**What to do**. Extract every line below, verbatim.

(Items from a data source)
########################################

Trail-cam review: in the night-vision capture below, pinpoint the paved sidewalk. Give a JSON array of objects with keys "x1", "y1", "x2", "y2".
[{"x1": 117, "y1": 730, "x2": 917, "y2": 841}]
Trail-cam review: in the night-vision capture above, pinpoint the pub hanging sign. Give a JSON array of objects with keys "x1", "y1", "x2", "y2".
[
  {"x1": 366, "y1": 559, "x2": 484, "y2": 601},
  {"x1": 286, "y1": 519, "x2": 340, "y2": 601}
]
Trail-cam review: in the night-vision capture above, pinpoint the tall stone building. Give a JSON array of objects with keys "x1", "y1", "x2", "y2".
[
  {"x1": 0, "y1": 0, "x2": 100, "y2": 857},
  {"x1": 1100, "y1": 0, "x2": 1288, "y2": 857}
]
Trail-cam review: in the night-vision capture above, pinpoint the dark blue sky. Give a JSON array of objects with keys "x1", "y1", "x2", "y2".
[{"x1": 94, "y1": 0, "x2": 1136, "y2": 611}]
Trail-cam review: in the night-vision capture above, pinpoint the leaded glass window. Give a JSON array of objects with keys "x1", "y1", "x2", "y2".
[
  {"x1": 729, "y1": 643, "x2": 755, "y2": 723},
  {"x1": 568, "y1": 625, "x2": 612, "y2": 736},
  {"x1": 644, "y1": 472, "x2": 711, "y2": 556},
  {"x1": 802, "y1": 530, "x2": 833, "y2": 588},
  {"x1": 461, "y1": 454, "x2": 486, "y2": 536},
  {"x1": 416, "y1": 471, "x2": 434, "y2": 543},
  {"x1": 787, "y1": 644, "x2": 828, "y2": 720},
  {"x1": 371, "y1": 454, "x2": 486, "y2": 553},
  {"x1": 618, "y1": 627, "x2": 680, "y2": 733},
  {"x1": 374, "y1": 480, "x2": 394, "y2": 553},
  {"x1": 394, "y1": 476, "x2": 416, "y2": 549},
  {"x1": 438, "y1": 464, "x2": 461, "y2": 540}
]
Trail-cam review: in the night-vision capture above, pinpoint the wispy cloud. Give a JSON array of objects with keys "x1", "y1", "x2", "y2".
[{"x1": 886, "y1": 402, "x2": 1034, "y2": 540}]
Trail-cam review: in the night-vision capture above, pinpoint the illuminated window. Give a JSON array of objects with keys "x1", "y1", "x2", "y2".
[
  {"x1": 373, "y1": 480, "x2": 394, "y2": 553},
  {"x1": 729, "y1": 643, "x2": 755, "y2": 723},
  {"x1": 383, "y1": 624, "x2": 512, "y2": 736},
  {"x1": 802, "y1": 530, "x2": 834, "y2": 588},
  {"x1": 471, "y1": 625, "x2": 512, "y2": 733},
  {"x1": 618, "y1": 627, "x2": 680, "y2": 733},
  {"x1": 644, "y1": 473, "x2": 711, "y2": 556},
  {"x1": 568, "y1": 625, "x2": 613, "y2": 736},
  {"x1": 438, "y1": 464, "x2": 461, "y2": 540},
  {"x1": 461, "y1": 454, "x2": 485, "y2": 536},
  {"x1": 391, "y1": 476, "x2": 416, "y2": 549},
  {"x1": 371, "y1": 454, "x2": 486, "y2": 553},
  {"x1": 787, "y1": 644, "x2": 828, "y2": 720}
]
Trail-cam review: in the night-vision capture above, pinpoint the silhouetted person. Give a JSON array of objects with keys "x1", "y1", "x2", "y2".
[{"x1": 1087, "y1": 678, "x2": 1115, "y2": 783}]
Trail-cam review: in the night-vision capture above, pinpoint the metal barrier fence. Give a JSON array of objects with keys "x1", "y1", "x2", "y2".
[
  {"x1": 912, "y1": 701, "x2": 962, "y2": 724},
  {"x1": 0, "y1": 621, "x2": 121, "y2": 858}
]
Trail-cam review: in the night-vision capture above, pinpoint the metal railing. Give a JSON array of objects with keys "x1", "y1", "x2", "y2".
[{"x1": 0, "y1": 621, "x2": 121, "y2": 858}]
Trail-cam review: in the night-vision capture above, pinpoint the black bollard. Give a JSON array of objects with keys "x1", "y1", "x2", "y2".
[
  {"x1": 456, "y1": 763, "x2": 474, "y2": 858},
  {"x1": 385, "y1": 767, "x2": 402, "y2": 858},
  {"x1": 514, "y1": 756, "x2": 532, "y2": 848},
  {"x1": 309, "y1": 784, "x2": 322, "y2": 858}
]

########################################

**Written answer**.
Trail-cam review: in the night-vision capture below, pinpoint the paved sidewalk. Give a JSON array of objects with keys "x1", "y1", "x2", "y2".
[{"x1": 117, "y1": 730, "x2": 917, "y2": 841}]
Trail-cam review: in the night-vision capture above, pinpoint the pub hanging sign. Give a JSON array of objects with keys "x1", "y1", "x2", "y2".
[
  {"x1": 366, "y1": 559, "x2": 484, "y2": 601},
  {"x1": 286, "y1": 519, "x2": 340, "y2": 601}
]
Trail-cam review: in the night-vision capture above, pinpoint the tall stone building. Give a JSON array of objects with keys "x1", "y1", "x2", "y2".
[
  {"x1": 0, "y1": 0, "x2": 100, "y2": 857},
  {"x1": 1100, "y1": 0, "x2": 1288, "y2": 857}
]
Trail-cam review: in the night-vision capture above, pinpoint the dark blue sky. Give a JSON array of objects with keys "x1", "y1", "x2", "y2".
[{"x1": 94, "y1": 0, "x2": 1136, "y2": 611}]
Trail-cam review: in the night-vision capture above, pinpoint the leaded glass window. Give a JSON array of objects with keys "x1", "y1", "x2", "y2".
[
  {"x1": 729, "y1": 643, "x2": 755, "y2": 723},
  {"x1": 568, "y1": 625, "x2": 612, "y2": 736},
  {"x1": 644, "y1": 472, "x2": 711, "y2": 556},
  {"x1": 802, "y1": 530, "x2": 833, "y2": 588},
  {"x1": 461, "y1": 454, "x2": 486, "y2": 536},
  {"x1": 416, "y1": 471, "x2": 434, "y2": 543},
  {"x1": 787, "y1": 644, "x2": 828, "y2": 720},
  {"x1": 371, "y1": 454, "x2": 486, "y2": 553},
  {"x1": 618, "y1": 627, "x2": 680, "y2": 733},
  {"x1": 374, "y1": 480, "x2": 394, "y2": 553},
  {"x1": 394, "y1": 476, "x2": 416, "y2": 549},
  {"x1": 438, "y1": 464, "x2": 461, "y2": 540}
]
Trail-cam review: in the night-vision capture above, pinpoint the wispy cloud. Give a JSON array of objects with keys "x1", "y1", "x2", "y2".
[{"x1": 886, "y1": 402, "x2": 1034, "y2": 540}]
Trail-cam review: in the night-vision capture above, pinpoint the illuminated window. Give a JSON array of objects with keys "x1", "y1", "x2", "y2".
[
  {"x1": 373, "y1": 480, "x2": 394, "y2": 553},
  {"x1": 729, "y1": 643, "x2": 755, "y2": 723},
  {"x1": 383, "y1": 624, "x2": 512, "y2": 736},
  {"x1": 802, "y1": 530, "x2": 834, "y2": 588},
  {"x1": 471, "y1": 625, "x2": 512, "y2": 733},
  {"x1": 618, "y1": 627, "x2": 680, "y2": 733},
  {"x1": 644, "y1": 473, "x2": 711, "y2": 556},
  {"x1": 568, "y1": 625, "x2": 613, "y2": 736},
  {"x1": 438, "y1": 464, "x2": 461, "y2": 540},
  {"x1": 461, "y1": 454, "x2": 485, "y2": 536},
  {"x1": 391, "y1": 476, "x2": 416, "y2": 549},
  {"x1": 371, "y1": 454, "x2": 486, "y2": 553},
  {"x1": 787, "y1": 644, "x2": 828, "y2": 720}
]
Trail-cam review: in the night-vision capture above, pinpoint the silhouetted person. Give a JSON array of objects with keys "x1", "y1", "x2", "y2".
[{"x1": 1087, "y1": 678, "x2": 1115, "y2": 783}]
Trail-cam review: in the night-vision capture above, pinpoint the metal barrier fence. Give a JSON array of objects with keys "x1", "y1", "x2", "y2".
[
  {"x1": 912, "y1": 701, "x2": 962, "y2": 724},
  {"x1": 0, "y1": 621, "x2": 121, "y2": 858}
]
Trail-cam review: in the night-vision capture above, pinpoint the metal railing. Give a JSON array of objects with keys "x1", "y1", "x2", "y2".
[{"x1": 0, "y1": 621, "x2": 121, "y2": 858}]
Trail-cam review: in the night-vision capture above, pinpoint the black bollard. Give a JSON array of objects with keys "x1", "y1", "x2", "y2".
[
  {"x1": 456, "y1": 763, "x2": 474, "y2": 858},
  {"x1": 385, "y1": 767, "x2": 402, "y2": 858},
  {"x1": 514, "y1": 756, "x2": 532, "y2": 848},
  {"x1": 309, "y1": 784, "x2": 322, "y2": 858}
]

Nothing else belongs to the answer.